Copy the material from the line with "Task: find the brick staircase" up to and including the line with "point(493, 379)", swapping "dormer window" for "attic window" and leaving everything else as it is.

- _DATASET_
::::::::
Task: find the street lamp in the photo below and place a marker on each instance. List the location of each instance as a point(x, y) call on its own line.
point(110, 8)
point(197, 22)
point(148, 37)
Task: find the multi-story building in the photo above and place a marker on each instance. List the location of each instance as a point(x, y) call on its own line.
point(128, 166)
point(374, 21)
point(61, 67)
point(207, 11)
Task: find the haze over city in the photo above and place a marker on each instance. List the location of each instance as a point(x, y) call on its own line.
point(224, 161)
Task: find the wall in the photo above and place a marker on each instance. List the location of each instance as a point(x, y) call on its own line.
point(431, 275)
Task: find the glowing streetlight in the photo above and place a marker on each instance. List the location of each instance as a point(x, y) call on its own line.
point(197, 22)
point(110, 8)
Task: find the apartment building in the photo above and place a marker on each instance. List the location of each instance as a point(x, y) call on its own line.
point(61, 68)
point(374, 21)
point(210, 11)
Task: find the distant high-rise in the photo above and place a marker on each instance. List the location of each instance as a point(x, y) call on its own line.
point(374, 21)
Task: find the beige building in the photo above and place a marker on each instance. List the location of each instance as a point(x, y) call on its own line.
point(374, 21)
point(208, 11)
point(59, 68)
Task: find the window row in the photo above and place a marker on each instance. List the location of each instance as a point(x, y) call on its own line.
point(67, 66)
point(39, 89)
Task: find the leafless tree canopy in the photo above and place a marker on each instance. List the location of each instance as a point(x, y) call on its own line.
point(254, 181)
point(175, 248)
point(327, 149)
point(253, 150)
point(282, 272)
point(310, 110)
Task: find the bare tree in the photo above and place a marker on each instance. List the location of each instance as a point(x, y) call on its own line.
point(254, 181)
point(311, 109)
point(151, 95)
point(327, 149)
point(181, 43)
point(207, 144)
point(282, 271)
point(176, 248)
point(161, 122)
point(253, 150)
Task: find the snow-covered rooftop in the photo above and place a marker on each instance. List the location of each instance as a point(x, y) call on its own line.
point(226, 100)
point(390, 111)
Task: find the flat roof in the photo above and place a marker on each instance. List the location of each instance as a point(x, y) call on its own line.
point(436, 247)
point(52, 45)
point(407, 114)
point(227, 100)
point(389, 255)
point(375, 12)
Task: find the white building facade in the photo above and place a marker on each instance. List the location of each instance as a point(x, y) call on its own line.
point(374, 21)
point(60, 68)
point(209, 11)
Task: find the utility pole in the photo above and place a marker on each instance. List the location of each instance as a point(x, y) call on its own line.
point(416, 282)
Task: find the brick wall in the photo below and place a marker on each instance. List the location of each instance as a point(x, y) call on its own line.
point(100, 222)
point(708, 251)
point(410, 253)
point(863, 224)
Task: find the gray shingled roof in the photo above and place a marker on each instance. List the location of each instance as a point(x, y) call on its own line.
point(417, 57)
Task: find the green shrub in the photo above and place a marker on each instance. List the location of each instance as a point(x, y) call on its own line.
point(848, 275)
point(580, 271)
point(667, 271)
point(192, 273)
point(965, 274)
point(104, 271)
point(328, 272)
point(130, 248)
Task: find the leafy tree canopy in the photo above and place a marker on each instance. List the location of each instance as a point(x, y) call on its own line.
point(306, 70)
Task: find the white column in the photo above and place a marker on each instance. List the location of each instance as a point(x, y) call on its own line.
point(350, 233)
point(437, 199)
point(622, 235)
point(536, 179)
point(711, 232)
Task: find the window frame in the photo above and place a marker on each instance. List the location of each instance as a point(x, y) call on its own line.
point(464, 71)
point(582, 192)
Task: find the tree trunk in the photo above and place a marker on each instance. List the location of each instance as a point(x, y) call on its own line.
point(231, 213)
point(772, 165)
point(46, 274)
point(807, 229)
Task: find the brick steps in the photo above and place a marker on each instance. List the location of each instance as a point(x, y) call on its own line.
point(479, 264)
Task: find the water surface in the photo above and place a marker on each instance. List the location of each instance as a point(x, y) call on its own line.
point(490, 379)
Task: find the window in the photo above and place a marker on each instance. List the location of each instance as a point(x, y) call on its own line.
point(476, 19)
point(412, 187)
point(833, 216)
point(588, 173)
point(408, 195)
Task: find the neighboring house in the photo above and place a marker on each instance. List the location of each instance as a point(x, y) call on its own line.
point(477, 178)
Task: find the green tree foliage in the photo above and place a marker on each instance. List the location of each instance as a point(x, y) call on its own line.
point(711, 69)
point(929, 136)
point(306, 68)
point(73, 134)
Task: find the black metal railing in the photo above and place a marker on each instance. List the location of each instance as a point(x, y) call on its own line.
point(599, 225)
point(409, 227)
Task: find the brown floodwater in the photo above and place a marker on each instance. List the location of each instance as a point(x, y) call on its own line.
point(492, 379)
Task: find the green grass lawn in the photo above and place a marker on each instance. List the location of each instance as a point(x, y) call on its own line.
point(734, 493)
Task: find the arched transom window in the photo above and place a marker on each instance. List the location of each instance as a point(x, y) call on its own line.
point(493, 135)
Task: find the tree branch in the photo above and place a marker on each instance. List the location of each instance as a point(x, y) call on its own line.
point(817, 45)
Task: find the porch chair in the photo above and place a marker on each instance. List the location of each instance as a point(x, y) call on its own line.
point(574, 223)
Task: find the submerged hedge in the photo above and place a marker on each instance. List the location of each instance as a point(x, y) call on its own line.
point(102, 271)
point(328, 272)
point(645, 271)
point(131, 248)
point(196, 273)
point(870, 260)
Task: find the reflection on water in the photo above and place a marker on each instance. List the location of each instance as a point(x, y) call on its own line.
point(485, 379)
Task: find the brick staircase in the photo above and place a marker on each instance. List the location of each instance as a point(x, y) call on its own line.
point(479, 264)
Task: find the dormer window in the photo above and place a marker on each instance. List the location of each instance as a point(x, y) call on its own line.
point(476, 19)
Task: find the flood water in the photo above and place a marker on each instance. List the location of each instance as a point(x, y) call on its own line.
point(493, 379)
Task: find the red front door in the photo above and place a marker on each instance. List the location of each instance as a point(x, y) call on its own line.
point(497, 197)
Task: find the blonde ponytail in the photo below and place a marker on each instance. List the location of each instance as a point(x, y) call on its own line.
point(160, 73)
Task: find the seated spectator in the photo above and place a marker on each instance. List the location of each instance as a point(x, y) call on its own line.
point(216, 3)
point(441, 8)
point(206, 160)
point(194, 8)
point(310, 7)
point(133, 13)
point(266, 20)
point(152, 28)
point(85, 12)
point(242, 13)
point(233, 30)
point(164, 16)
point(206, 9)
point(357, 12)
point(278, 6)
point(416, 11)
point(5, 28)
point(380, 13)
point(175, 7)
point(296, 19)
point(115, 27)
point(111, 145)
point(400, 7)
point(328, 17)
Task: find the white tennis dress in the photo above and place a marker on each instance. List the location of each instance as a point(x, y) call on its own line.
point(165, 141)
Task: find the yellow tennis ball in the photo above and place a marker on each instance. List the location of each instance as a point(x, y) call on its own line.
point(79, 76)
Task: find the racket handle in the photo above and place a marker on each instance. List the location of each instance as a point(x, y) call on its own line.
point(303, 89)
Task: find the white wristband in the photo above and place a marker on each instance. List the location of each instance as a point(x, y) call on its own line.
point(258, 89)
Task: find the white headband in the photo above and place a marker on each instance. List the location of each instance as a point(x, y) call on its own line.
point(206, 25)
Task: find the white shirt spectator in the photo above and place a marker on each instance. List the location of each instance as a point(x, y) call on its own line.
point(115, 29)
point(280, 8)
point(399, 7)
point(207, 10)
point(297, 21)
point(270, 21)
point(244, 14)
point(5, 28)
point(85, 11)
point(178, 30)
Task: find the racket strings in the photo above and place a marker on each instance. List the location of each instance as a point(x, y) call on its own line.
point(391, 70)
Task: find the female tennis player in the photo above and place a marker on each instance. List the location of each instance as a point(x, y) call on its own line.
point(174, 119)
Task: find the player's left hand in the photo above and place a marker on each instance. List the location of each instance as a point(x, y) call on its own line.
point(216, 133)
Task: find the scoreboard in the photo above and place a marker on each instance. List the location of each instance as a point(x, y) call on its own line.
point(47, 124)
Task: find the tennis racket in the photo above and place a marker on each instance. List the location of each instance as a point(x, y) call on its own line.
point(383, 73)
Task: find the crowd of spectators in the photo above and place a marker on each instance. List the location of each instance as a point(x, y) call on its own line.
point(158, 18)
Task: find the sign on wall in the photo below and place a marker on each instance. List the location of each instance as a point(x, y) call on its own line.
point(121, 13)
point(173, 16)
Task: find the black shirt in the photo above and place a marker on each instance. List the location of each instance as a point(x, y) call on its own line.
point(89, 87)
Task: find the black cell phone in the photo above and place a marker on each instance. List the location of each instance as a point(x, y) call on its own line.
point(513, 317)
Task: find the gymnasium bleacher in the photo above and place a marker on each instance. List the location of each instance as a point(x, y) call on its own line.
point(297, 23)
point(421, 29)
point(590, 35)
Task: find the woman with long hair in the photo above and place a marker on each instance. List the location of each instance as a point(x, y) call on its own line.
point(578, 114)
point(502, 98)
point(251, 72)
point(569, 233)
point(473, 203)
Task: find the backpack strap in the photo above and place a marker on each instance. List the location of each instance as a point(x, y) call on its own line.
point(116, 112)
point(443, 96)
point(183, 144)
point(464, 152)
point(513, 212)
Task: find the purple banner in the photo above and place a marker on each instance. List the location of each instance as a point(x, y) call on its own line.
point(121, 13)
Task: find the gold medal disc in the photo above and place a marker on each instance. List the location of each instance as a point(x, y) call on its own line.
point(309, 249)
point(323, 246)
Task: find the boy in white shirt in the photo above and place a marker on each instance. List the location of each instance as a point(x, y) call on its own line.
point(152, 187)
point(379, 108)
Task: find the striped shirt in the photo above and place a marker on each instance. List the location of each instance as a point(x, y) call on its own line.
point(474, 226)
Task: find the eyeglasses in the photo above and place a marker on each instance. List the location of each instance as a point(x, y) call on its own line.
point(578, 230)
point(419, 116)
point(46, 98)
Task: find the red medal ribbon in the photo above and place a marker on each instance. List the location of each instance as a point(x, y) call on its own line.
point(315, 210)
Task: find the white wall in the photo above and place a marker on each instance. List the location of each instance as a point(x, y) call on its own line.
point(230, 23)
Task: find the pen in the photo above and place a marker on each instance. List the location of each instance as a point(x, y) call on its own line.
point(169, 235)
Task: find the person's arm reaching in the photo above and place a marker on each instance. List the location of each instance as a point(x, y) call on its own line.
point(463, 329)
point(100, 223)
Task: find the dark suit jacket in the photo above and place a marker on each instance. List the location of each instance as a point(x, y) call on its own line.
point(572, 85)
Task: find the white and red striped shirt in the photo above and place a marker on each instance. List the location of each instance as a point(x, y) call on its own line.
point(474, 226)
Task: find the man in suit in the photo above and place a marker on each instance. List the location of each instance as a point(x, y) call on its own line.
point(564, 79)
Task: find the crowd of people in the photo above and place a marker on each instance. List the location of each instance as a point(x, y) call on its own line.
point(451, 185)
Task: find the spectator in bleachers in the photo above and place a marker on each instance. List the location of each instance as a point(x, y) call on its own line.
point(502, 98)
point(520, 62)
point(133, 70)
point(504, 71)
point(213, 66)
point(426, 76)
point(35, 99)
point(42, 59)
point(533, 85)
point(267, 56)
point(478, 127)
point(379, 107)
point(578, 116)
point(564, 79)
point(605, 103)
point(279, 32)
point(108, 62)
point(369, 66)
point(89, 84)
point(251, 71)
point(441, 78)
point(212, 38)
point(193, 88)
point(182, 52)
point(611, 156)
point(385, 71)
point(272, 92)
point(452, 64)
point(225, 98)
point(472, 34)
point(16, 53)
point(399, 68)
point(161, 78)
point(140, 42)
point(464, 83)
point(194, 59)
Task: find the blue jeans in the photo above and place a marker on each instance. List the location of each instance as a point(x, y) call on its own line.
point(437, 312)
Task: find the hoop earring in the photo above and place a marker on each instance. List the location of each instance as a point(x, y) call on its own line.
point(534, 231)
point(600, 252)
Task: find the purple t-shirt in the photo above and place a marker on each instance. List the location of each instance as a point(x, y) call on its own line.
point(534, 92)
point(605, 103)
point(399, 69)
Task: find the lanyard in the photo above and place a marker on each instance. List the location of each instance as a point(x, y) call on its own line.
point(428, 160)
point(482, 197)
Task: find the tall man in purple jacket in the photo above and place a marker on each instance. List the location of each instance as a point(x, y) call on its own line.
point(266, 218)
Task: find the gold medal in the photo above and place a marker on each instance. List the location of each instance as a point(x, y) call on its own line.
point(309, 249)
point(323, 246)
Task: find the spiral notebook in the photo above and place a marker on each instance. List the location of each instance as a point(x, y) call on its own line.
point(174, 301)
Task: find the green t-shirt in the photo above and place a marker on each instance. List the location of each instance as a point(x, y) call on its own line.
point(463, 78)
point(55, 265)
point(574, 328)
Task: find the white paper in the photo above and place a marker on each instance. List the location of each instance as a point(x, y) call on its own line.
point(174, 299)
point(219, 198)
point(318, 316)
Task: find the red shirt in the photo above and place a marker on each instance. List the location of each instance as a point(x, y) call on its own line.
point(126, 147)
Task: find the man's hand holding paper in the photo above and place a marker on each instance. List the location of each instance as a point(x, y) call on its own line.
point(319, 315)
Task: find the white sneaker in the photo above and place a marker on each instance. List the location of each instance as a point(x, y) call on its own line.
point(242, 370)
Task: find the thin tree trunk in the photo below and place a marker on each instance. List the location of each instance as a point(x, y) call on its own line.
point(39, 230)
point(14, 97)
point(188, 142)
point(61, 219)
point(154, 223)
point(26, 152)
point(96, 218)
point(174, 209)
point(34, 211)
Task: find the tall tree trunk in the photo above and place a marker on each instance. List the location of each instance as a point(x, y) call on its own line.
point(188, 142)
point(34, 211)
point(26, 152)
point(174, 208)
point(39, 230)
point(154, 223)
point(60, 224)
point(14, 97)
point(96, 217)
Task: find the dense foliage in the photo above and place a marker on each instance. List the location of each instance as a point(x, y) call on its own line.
::::::::
- _TASK OUTPUT_
Task: find the brick staircase in the photo above and place a marker on each instance. List the location of each instance as a point(x, y) call on its own line.
point(479, 264)
Task: find the attic window in the photo above and place a marker on each instance. List the location of each instance as a point(x, y) call on its own line.
point(476, 19)
Task: find the flood water in the photo above and place a marker on each instance. List the location of each instance as a point(x, y) call on its own line.
point(493, 379)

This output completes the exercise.